→ **EXTRACTED INFORMATION**:
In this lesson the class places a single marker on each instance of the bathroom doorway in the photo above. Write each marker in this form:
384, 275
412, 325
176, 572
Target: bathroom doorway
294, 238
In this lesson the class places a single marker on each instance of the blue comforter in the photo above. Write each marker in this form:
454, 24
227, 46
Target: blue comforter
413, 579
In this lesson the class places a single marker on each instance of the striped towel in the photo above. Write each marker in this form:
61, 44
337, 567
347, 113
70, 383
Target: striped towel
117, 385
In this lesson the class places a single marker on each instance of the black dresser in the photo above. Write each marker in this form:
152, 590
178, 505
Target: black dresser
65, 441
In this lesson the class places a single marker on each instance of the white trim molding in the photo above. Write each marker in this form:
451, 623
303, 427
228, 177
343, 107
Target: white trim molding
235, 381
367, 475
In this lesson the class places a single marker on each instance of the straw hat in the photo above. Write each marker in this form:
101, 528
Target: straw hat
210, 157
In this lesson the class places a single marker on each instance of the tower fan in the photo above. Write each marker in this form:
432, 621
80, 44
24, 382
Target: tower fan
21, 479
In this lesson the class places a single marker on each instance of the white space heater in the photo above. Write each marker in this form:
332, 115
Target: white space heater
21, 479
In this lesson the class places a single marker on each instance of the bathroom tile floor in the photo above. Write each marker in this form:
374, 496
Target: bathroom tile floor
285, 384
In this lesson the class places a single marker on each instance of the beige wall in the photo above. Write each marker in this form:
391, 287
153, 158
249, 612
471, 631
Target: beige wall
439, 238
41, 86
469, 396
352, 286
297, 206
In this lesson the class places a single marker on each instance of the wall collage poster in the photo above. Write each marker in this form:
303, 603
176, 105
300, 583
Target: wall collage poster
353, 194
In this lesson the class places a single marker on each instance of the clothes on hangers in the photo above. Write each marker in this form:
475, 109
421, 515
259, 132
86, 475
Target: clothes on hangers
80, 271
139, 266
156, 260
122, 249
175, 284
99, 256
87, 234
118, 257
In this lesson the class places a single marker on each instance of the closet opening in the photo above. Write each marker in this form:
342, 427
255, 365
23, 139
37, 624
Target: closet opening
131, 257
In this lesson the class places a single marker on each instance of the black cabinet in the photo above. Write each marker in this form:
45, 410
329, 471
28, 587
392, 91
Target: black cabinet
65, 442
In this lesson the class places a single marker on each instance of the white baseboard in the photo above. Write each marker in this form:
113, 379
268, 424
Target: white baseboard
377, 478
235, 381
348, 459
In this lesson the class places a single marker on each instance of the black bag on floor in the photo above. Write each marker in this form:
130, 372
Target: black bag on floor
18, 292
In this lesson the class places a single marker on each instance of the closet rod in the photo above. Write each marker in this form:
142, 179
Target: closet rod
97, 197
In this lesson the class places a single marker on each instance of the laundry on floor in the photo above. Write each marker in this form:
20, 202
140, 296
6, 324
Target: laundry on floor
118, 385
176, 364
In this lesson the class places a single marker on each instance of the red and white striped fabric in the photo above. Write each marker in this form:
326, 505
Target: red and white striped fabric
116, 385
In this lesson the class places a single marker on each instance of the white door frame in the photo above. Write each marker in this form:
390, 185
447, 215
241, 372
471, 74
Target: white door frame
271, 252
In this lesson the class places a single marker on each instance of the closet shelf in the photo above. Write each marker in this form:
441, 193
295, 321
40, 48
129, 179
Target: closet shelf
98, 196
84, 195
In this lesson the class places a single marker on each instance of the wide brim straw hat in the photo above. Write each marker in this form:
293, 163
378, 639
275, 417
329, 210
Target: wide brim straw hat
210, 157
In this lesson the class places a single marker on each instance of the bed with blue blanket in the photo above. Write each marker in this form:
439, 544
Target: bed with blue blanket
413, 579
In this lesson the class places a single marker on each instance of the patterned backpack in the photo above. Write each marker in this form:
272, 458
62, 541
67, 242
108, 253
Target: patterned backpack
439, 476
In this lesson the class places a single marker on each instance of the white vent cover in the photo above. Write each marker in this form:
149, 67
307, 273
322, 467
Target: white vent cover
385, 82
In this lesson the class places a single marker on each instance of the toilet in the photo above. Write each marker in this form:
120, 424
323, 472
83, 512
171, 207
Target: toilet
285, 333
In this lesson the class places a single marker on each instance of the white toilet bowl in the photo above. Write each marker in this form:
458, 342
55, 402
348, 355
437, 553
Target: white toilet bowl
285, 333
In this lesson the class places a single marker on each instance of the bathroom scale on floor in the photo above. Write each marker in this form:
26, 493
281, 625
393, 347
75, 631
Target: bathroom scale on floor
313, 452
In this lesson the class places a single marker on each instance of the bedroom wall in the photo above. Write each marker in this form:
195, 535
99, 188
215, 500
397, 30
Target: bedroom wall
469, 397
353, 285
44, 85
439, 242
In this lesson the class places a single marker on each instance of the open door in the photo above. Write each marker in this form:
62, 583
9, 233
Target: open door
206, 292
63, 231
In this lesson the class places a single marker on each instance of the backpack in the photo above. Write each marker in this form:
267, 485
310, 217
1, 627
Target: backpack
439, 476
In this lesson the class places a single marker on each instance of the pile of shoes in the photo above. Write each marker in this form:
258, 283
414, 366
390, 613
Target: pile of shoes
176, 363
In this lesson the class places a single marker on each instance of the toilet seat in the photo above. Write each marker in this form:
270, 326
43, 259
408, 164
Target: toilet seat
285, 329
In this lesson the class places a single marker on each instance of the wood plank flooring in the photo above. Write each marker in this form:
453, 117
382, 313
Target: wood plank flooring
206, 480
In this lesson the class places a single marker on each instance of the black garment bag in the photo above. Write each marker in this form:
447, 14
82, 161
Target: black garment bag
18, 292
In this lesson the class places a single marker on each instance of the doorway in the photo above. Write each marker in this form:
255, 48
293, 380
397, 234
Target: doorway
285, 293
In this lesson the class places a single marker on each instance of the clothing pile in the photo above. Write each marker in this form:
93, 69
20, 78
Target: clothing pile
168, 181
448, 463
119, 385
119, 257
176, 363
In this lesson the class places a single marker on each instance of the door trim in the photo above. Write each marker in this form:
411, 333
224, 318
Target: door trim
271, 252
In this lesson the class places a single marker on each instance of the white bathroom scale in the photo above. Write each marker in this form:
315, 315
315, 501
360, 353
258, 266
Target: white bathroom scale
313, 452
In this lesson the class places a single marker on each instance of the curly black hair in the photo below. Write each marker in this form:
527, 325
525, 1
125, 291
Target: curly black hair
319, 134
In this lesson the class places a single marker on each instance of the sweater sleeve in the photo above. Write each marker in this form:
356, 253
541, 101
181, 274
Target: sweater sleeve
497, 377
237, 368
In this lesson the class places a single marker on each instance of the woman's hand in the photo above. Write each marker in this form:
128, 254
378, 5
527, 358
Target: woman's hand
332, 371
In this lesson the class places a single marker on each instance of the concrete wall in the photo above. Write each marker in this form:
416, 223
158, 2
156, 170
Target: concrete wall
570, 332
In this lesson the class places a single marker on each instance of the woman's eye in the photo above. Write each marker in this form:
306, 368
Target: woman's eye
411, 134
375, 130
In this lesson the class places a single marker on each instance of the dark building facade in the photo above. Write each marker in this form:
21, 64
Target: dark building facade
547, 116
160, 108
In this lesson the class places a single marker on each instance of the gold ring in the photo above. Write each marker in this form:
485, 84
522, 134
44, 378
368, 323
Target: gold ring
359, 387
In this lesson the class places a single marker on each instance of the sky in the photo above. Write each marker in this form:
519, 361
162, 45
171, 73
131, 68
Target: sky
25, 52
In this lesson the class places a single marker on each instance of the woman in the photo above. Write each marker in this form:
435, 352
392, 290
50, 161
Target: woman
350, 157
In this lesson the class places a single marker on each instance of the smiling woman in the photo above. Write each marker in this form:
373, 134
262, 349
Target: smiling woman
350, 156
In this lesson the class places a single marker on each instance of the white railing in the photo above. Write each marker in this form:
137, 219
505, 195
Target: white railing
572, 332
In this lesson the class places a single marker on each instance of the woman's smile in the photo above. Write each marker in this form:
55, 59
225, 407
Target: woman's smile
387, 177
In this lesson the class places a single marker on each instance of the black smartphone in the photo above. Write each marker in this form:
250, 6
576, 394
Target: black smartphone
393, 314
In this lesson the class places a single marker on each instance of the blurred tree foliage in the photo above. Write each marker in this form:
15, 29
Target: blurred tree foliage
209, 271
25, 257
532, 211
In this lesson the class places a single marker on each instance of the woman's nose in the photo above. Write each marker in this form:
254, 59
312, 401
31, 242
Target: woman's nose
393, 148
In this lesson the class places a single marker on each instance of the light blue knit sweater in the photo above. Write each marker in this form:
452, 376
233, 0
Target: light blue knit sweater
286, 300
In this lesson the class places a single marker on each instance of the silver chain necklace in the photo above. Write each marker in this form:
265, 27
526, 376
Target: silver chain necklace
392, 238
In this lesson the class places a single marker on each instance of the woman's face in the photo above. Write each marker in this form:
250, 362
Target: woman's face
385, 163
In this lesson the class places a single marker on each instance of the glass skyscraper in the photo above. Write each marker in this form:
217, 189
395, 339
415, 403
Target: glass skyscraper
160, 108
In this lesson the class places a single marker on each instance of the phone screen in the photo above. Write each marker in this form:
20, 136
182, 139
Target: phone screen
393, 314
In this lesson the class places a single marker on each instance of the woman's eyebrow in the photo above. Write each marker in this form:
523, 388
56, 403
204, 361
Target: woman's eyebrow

→ **EXERCISE TASK**: Repeat exactly the lines starting at the line with "of the glass" and ending with the final line of the entries. Include nothing else.

→ **TASK RESPONSE**:
In this lesson the class places a single marker on each instance of the glass skyscraper in the photo above. Write each marker in this form:
217, 189
395, 339
415, 403
Target: glass skyscraper
160, 108
In this lesson the class places a single marker on each instance of the phone screen in the photo above. Write each marker in this form:
20, 136
182, 139
Target: phone screen
393, 314
In this lesson the class places a single marker on each instance of the woman's eyebrow in the photo above. Write each marker in this form:
523, 388
56, 403
204, 361
Target: woman's eyebrow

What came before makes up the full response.